» **Extract provided**:
○ ○ ○ ○ ○ ○ ○
To underline what JB said, there are implicit and explicit dress codes in all
sorts of activities: not just professional sports. Sometimes we just aren't
aware of all the little group behavior codes we are following when we put
on something to go to a ball game or a picnic or a casual friday at the
office. There are code words like "dress professional," or "dress ready to
move," or "please wear crew blacks" that are meaningful within those
contexts. The fact that no-one says "this is the uniform of the day"
doesn't mean you go to a funeral wearing a white t-shirt and sneakers.

Sure, there isn't a standard uniform, but there are definite commonalities
an outsider can pick up on. One of my favorite little ones is that almost
every theatrical rigger I've met wore jeans, black t-shirt, and had a
carabiner clipped to his or her belt. It's pretty easy, walking into a
theater, to know who is cast, who are musicians, who is running crew,
who the union guys are, and who is designer and who is a producer or
other exec. And much of this is through the clothes they wear.
○ ○ ○ ○ ○ ○ ○
» **Listing**:
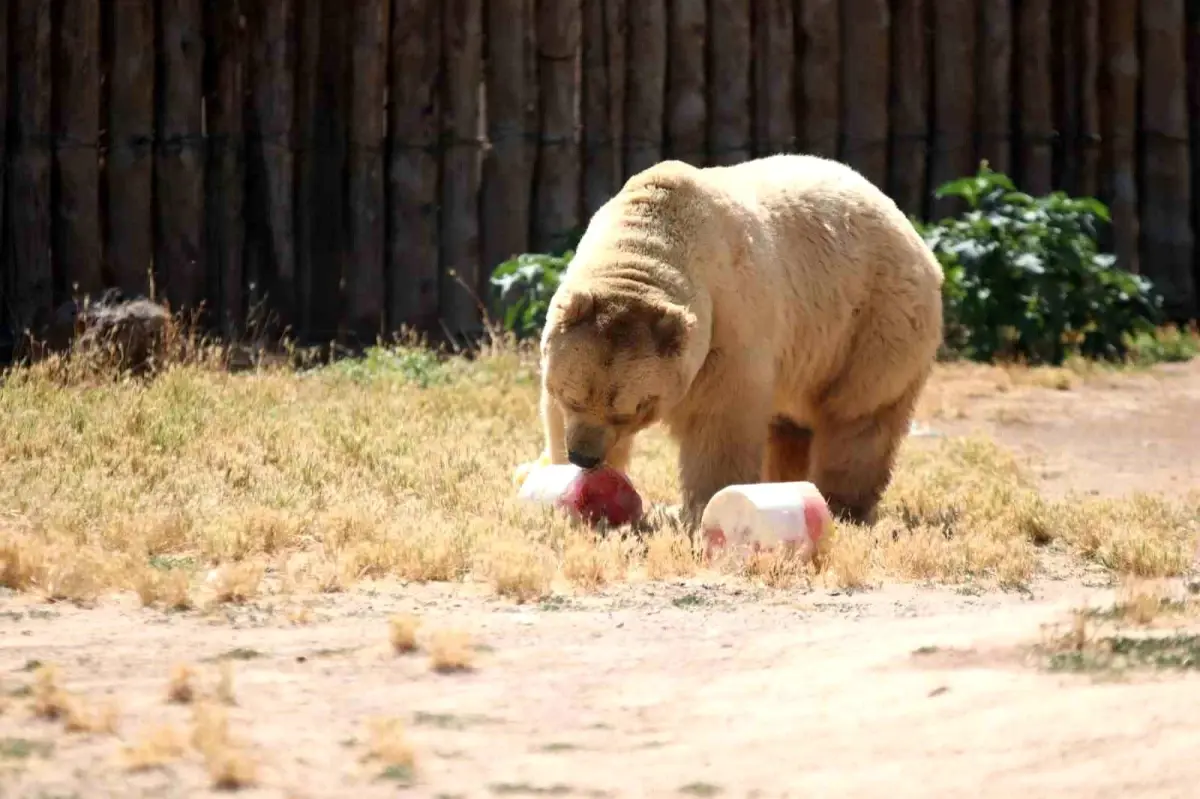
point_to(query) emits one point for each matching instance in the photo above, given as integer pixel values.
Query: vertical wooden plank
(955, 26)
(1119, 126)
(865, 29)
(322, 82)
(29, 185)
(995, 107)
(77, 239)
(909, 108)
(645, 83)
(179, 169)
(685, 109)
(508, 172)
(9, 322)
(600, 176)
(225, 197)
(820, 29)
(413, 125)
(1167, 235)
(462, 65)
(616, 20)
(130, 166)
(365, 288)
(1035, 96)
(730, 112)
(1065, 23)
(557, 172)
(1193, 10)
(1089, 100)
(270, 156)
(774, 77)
○ ○ ○ ○ ○ ○ ○
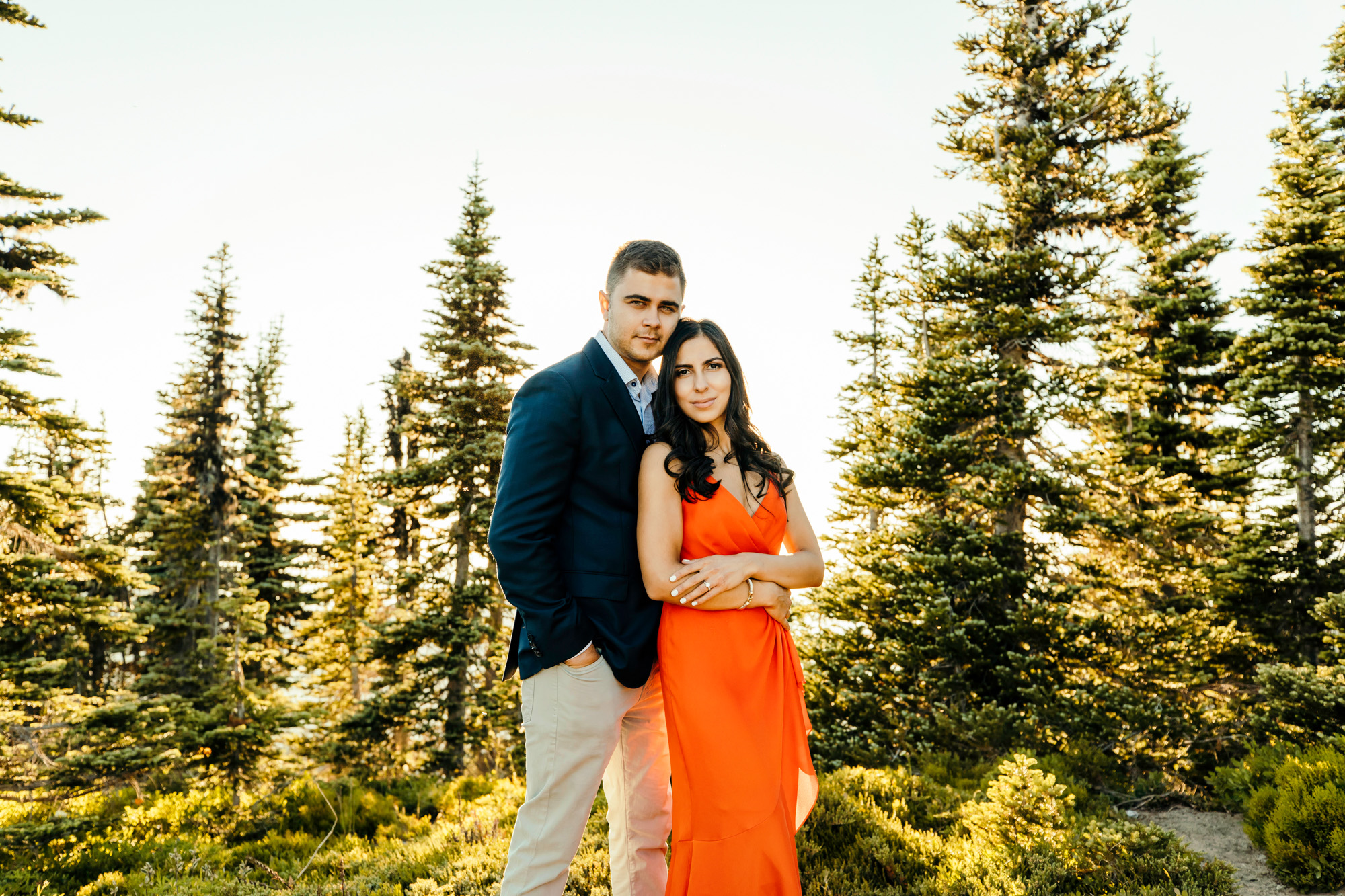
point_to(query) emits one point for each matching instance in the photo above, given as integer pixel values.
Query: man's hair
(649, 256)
○ ○ ○ ○ ○ ○ ○
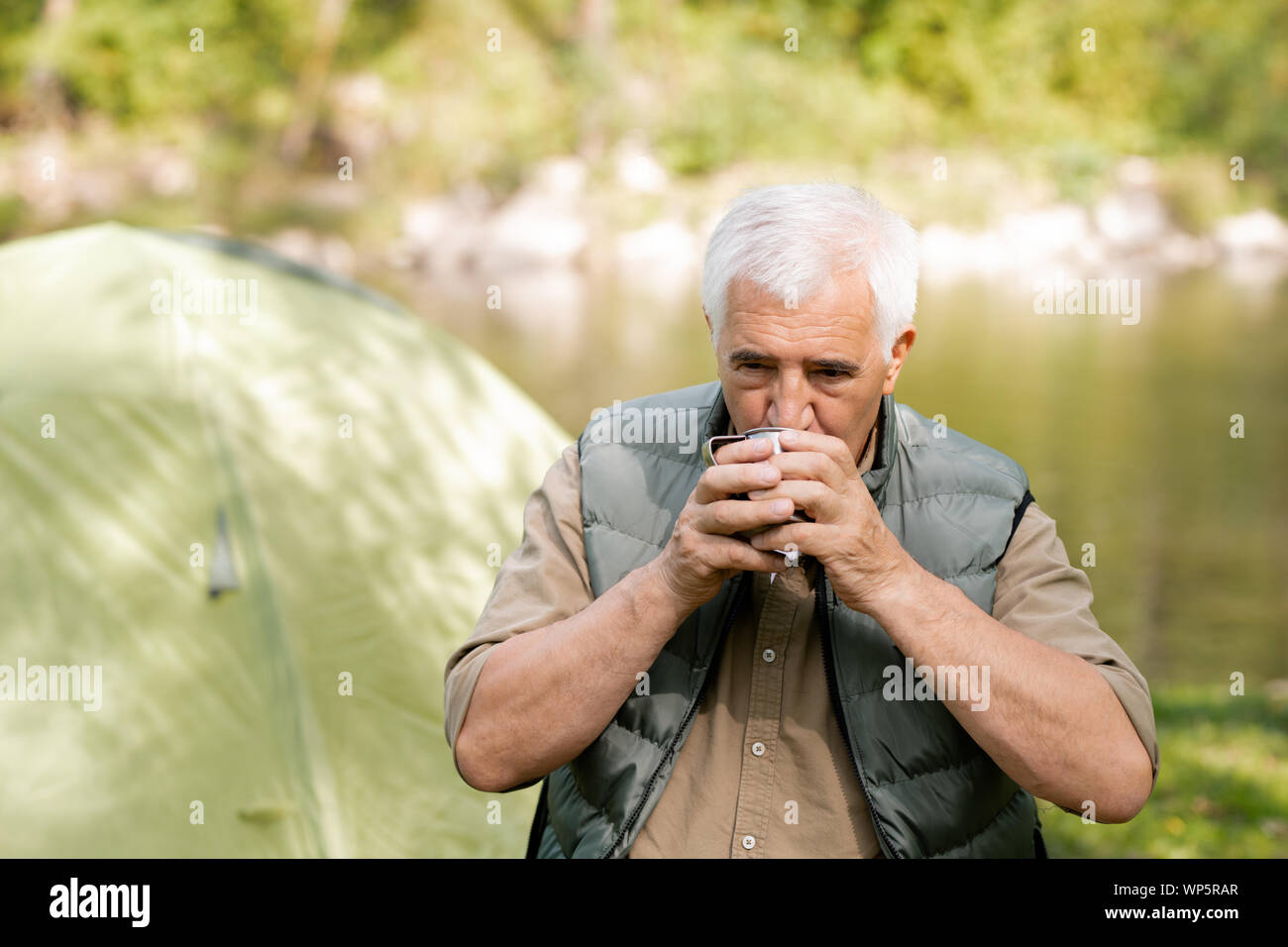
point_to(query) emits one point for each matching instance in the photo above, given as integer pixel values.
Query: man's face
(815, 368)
○ ○ ○ ○ ○ ○ ○
» **Goal**: Please reproduce the passage on dress codes above in full, word for word.

» **Final result**:
To underline what JB said, there are implicit and explicit dress codes in all
sorts of activities: not just professional sports. Sometimes we just aren't
aware of all the little group behavior codes we are following when we put
on something to go to a ball game or a picnic or a casual friday at the
office. There are code words like "dress professional," or "dress ready to
move," or "please wear crew blacks" that are meaningful within those
contexts. The fact that no-one says "this is the uniform of the day"
doesn't mean you go to a funeral wearing a white t-shirt and sneakers.

Sure, there isn't a standard uniform, but there are definite commonalities
an outsider can pick up on. One of my favorite little ones is that almost
every theatrical rigger I've met wore jeans, black t-shirt, and had a
carabiner clipped to his or her belt. It's pretty easy, walking into a
theater, to know who is cast, who are musicians, who is running crew,
who the union guys are, and who is designer and who is a producer or
other exec. And much of this is through the clothes they wear.